A prominent Republican senator considered by many to be a contender in the 2016 presidential election has embarked on a foreign policy binge of late, with a strong focus on Israel and the Jewish community.
Texas Sen. Ted Cruz, a tea party favorite, returned to Washington this week after a tour of Europe and the Middle East with the hawkish Secure America Now, including a two-day stop in Israel where he met with Prime Minister Benjamin Netanyahu, members of the Knesset, and Israeli defense leaders. While applauded by supporters, others in the Jewish community have questioned the senator’s motives.
“I went this time because the national security threats to Israel and to the United States have never been greater than they are right now,” Cruz told Washington Jewish Week when asked about the purpose of his recent mission. “In particular the threat of Iran acquiring nuclear weapons capability.
It was striking… [that when] I met with a number of senior leaders across the Israeli government, there was complete consensus across party lines in Israel from every single person with whom I met that, number one: the prospect of Iran acquiring a nuclear weapons capability is the gravest national security threat in the world and to the nation of Israel; and number two, that the current deal being negotiated with Iran is a very, very bad deal and is a historic mistake.”
While on the trip, Cruz made headlines by laying out his foreign policy positions regarding Israel during a speech to the Knesset. Cruz unequivocally blamed the Palestinians as being solely responsible for derailing the recent round of peace talks and blasted Secretary of State John Kerry and the Obama administration for criticizing Israel over settlement plans.

Tasks to carry out -
A: According to the article about Ted Cruz, which group did he travel with on his tour of Europe and the Middle East?
B: Write the next part of the article about Ted Cruz, picking up after its last sentence.
The entries are separate material with no connection to the article about Ted Cruz.

Coordinate annotation entries:
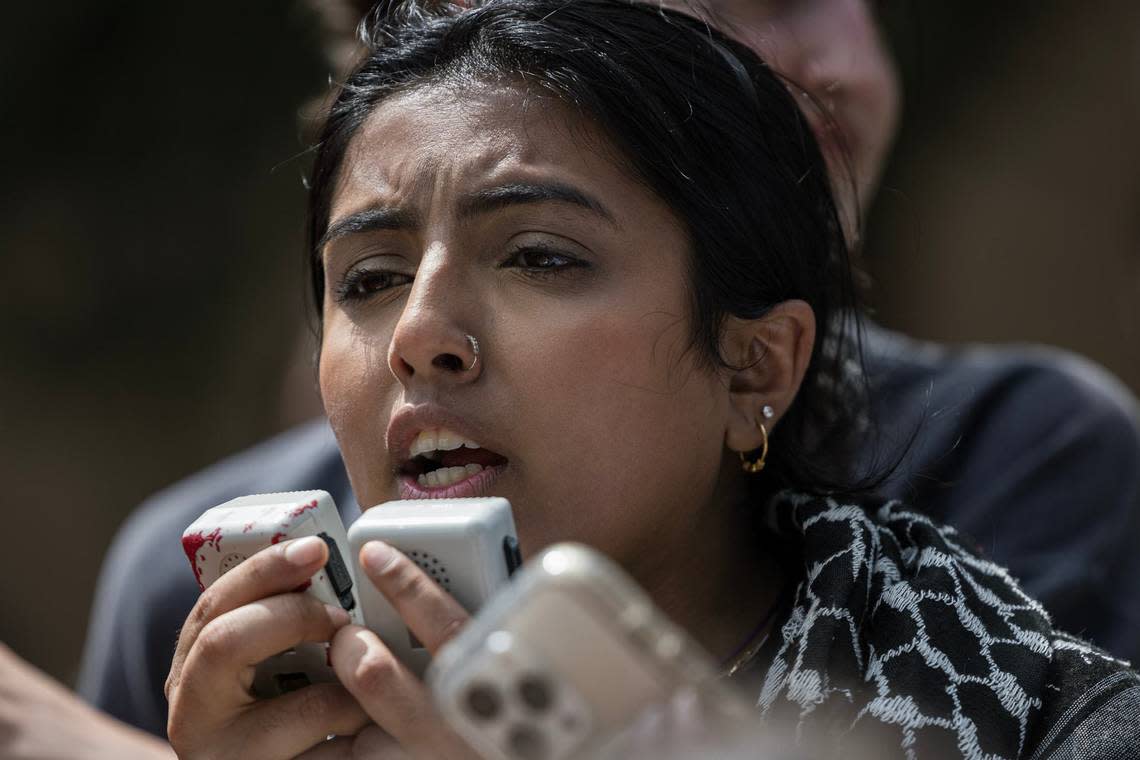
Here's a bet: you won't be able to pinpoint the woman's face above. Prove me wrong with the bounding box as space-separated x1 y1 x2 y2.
320 85 735 564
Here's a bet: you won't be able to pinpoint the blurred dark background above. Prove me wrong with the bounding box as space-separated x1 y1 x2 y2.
0 0 1140 683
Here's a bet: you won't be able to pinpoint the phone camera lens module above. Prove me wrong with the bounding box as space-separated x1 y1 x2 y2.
506 725 548 760
464 684 503 720
518 675 554 712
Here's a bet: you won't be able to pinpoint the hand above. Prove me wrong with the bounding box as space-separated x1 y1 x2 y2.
302 541 479 760
166 537 369 760
0 644 174 760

Answers to each task -
A: Secure America Now.

B:
“I don’t think the United States should attempt to dictate the terms of peace. Nobody wants peace more than the nation of Israel,” Cruz told WJW, reflecting on his trip outside the Senate chamber Monday. “Israeli mothers and fathers love their children and want them to live in a peaceful land. But I don’t believe a peaceful solution is remotely likely unless and until the Palestinians, number one, acknowledge Israel’s right to exist as a Jewish state; and number two, renounce terrorism, and, my view, Israel is a sovereign nation and is entitled to make its own determinations about how best to achieve peace in Israel.
“If America can help provide a neutral forum, a venue for positive negotiations, then we should do so. But the American president should not demonstrate arrogance in trying to dictate the terms of any solution for peace.”
Cruz continued his Israel push on Sunday, addressing around 10,000 attendees at an Israel Day Concert in New York City’s Central Park. Later that day, he headlined a fundraising dinner sponsored by the bipartisan, pro-Israel political action committee NORPAC. The event was held at Abigael’s Restaurant with a $1,000 minimum donation per guest, raising a total of around $800,000 for Cruz’s campaign coffers, according to estimates.
Although NORPAC raises money for pro-Israel candidates from both parties through its approximately 35 yearly fundraising events, the organization’s president, Ben Chouake, said Cruz was very well received.
“He was terrific in his ability to be articulate,” said Chouake. “He’s not only issue oriented but he’s very factually oriented; he tends to be very well researched.”
“You have a smart guy who understands what he believes in and this is it. He’s a very conservative guy, but I can tell you, as opposed to people like [Sen.] Rand Paul, he is responsibly conservative,” said Chouake. “He understands America’s place in the world. He’s not fiscally conservative to the point where we’re giving up our leadership in the world.”
Chouake also voiced his support for the senator’s statements on settlements, noting that it doesn’t make Cruz against diplomacy.
“Look, Judea and Samaria is the heartland of Israel, historically,” he said. “The Palestinians have been building; the Israelis are building. If they have an agreement, you stick with the agreement; if you have no agreement, it’s basically disputed territory and you do what you do to benefit your people.”
Speculation about Cruz’s motives on the trip emanated from both sides of the aisle, since he is considered a likely presidential candidate in 2016.
The left-wing, pro-peace Jewish organization J Street did not miss a beat in attacking Cruz’s trip, chiding the senator in its own fundraising email.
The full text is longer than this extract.